== DIRECTION 1 ==
Pull out every line of the records that contains the string "chair", matching case exactly.

== PROVIDED TEXT ==
=-=-=

2

The following code runs fine:

library(dplyr)
library(lazyeval)
datatable <- data.frame(f= c("Group1","Group2")
           ,a = c(100,200)
           ,b = c(400,500)
           ,c = c(50000,35000)
           ,d = c(99000,70000))

datatable %>%
      group_by(f) %>%
      mutate(p = prop.test(x=c(a, b)
                           ,n=c(c, d)
                           ,alternative = c("two.sided")
                           ,correct = FALSE)$p.value)

However, when put into a function, the code errors:

functionx <- function(datatable, f, a, b, c, d)
  {
    Table <- datatable %>%
              group_by_(f) %>%
              mutate_(p = interp(~prop.test(x=c(a, b)
                                            ,n=c(c, d)
                                            ,alternative = c("two.sided")
                                            ,correct = FALSE)$p.value))
  }

The error I am receiving reads as follows:

Error: non-numeric argument to binary operator

I've tried writing the function a few different ways (ex. a=as.name(a)). I am new to writing functions (specifically NSE/SE) - any help appreciated.

=-=-=

== INFORMATION SUPPLIED ==
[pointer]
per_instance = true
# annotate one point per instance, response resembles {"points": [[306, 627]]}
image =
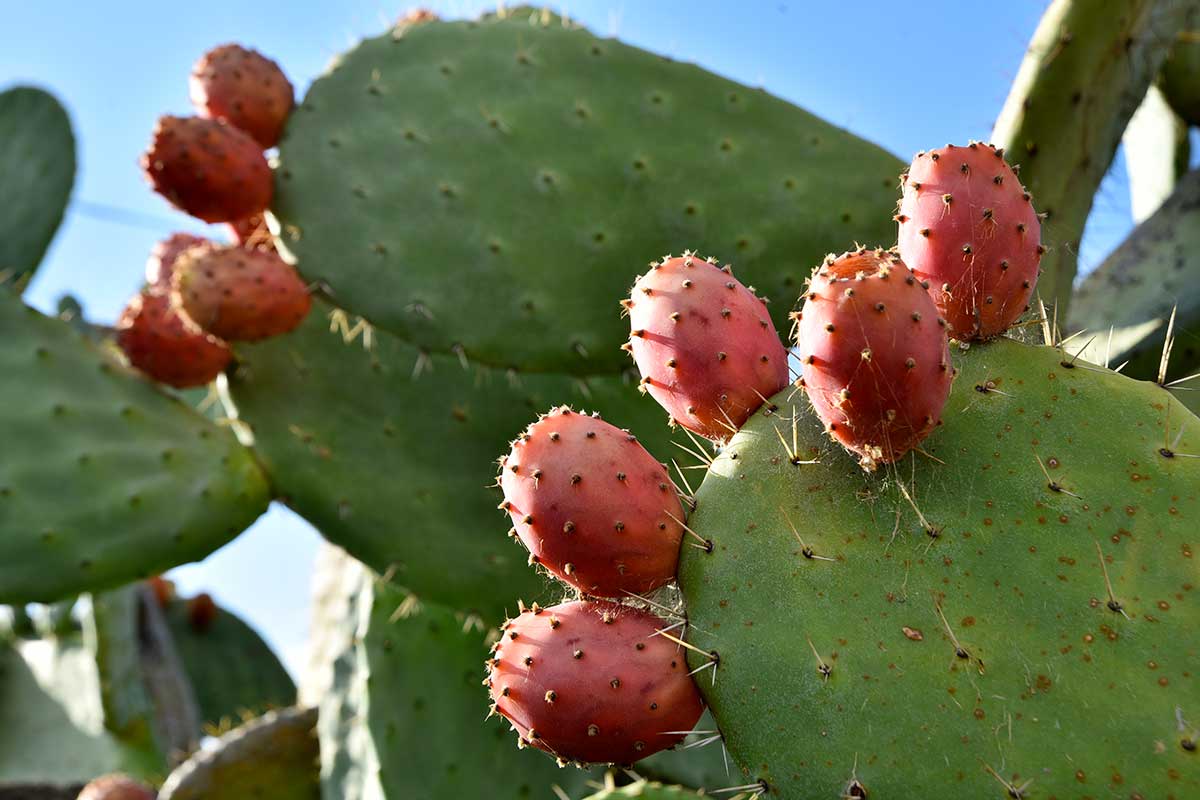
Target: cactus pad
{"points": [[37, 167], [103, 477], [228, 687], [1036, 621], [522, 152], [417, 686], [273, 757], [1156, 270], [397, 474]]}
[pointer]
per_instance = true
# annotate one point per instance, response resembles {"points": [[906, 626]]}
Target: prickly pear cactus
{"points": [[53, 720], [1138, 287], [228, 689], [274, 757], [1017, 602], [430, 438], [645, 791], [587, 155], [1084, 76], [133, 483], [409, 685], [37, 169]]}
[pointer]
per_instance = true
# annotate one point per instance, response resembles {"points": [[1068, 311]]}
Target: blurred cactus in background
{"points": [[432, 259]]}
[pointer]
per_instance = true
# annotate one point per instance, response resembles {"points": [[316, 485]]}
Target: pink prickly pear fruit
{"points": [[969, 228], [874, 353], [163, 590], [238, 294], [592, 505], [244, 88], [591, 681], [166, 347], [161, 264], [705, 344], [208, 168], [117, 787], [252, 233]]}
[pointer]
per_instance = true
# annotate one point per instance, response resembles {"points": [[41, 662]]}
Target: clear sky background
{"points": [[909, 76]]}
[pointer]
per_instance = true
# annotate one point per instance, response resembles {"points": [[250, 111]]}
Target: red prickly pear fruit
{"points": [[166, 347], [161, 264], [245, 89], [163, 590], [969, 228], [874, 353], [208, 168], [240, 295], [592, 505], [117, 787], [591, 681], [705, 344], [202, 612], [252, 233]]}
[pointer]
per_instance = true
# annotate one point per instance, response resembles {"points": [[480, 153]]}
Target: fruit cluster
{"points": [[601, 680], [202, 294]]}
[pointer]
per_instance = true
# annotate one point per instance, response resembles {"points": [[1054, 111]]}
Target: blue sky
{"points": [[907, 76]]}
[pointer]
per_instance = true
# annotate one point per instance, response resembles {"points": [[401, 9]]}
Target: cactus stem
{"points": [[1014, 792], [1113, 603], [703, 543], [1053, 485]]}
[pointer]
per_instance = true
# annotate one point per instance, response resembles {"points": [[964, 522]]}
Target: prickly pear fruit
{"points": [[874, 353], [161, 264], [705, 344], [245, 89], [592, 505], [202, 612], [165, 346], [117, 787], [208, 168], [252, 233], [592, 681], [969, 228], [239, 294]]}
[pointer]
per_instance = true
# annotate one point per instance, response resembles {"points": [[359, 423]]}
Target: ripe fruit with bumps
{"points": [[592, 505], [705, 344], [161, 343], [117, 787], [239, 294], [593, 681], [161, 264], [969, 228], [244, 88], [874, 353], [208, 168]]}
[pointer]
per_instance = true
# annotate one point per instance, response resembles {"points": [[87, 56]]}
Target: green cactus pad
{"points": [[417, 687], [274, 757], [1068, 107], [645, 791], [52, 720], [1156, 270], [394, 468], [843, 671], [526, 155], [1181, 76], [103, 477], [226, 687], [703, 767], [37, 166]]}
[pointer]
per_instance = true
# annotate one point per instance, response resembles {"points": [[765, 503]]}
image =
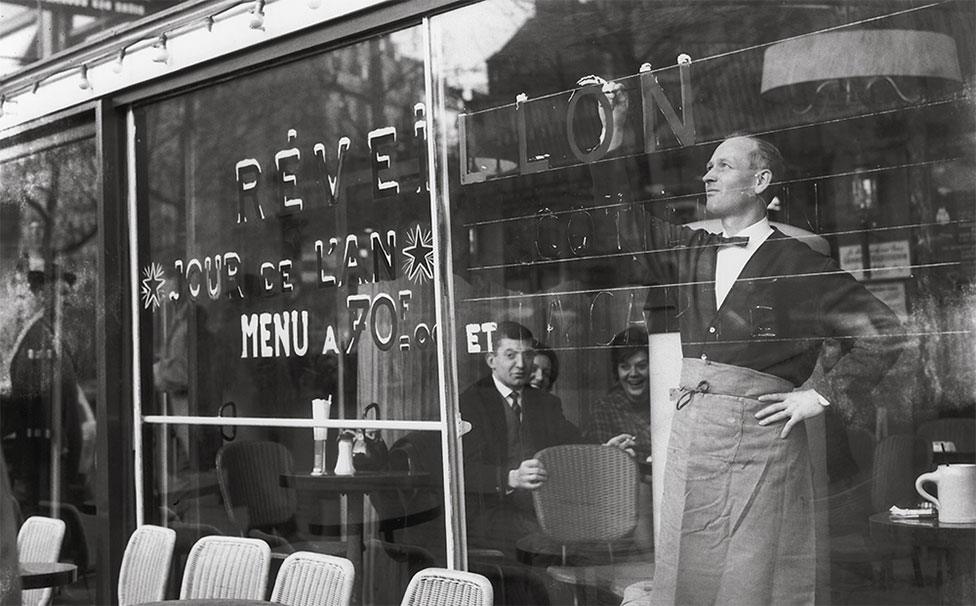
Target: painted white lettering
{"points": [[249, 334], [380, 162], [299, 332], [248, 173], [264, 323], [282, 334]]}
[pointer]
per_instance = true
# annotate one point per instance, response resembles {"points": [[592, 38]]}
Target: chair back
{"points": [[590, 494], [226, 567], [248, 474], [898, 460], [443, 587], [39, 540], [961, 432], [314, 579], [145, 565]]}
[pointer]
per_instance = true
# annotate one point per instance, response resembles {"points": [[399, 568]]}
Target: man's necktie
{"points": [[733, 241], [516, 405]]}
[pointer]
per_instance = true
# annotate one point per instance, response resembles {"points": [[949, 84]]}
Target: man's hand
{"points": [[529, 475], [793, 406], [624, 442]]}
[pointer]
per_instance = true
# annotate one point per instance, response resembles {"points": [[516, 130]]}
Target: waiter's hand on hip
{"points": [[793, 406], [529, 475]]}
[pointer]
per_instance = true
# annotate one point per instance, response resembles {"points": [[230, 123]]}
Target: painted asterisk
{"points": [[419, 264], [151, 285]]}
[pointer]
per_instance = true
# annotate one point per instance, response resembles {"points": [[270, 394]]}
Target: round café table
{"points": [[37, 575], [355, 487], [956, 541]]}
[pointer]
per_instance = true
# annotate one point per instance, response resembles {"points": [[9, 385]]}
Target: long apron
{"points": [[737, 519]]}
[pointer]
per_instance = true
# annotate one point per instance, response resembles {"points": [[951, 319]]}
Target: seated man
{"points": [[510, 422]]}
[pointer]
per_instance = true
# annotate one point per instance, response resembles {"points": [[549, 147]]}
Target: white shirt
{"points": [[505, 391], [731, 259]]}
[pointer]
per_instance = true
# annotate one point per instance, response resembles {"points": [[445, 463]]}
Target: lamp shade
{"points": [[861, 53]]}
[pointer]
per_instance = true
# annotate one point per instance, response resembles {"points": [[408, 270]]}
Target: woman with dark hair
{"points": [[545, 368], [624, 413]]}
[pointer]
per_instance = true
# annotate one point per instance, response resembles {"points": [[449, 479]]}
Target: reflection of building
{"points": [[133, 137], [32, 31]]}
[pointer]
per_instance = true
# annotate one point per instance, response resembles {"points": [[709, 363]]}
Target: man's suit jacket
{"points": [[485, 446]]}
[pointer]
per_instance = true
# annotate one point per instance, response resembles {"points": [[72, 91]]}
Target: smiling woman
{"points": [[624, 409]]}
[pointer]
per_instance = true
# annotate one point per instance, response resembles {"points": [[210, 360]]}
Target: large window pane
{"points": [[288, 260], [578, 122], [48, 372]]}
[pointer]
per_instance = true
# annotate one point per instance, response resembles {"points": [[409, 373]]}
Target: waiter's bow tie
{"points": [[733, 241]]}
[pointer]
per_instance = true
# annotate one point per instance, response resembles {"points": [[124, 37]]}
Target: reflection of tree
{"points": [[56, 192]]}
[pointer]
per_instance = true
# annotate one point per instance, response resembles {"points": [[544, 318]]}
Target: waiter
{"points": [[754, 306]]}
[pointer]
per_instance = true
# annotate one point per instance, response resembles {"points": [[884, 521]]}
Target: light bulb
{"points": [[257, 15], [117, 64], [84, 83]]}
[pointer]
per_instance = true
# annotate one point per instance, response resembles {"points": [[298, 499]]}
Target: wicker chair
{"points": [[145, 565], [39, 540], [590, 497], [443, 587], [226, 567], [249, 475], [314, 579]]}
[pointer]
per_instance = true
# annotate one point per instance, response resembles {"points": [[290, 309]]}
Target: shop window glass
{"points": [[569, 125], [48, 372], [288, 259]]}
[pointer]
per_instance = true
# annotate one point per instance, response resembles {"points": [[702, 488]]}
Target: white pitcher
{"points": [[957, 492]]}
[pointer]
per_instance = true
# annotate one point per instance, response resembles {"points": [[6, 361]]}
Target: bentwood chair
{"points": [[145, 565], [314, 579], [39, 540], [226, 567], [590, 496], [443, 587]]}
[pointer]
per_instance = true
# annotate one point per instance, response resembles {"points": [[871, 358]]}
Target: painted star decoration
{"points": [[419, 264], [151, 285]]}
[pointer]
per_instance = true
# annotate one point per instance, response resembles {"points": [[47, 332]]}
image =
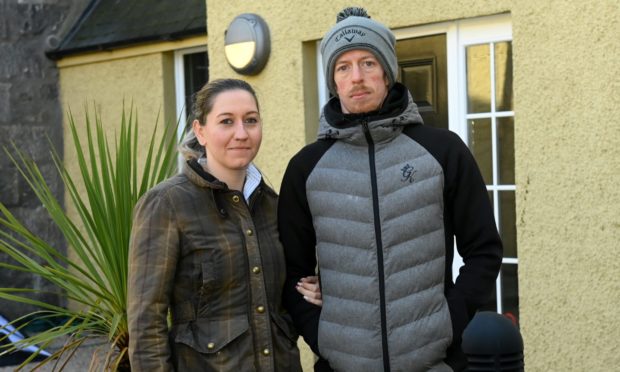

=-=-=

== DIRECTION 2 ==
Answer from the dplyr post:
(a) Which two libraries are loaded at the start of the working code?
(b) What error message does the function version produce?
(c) What is given as an example of another way the function was written?

== EXPECTED OUTPUT 1 ==
Target: chair back
Target: wicker chair
Target: bentwood chair

== EXPECTED OUTPUT 2 ==
(a) dplyr and lazyeval
(b) Error: non-numeric argument to binary operator
(c) a=as.name(a)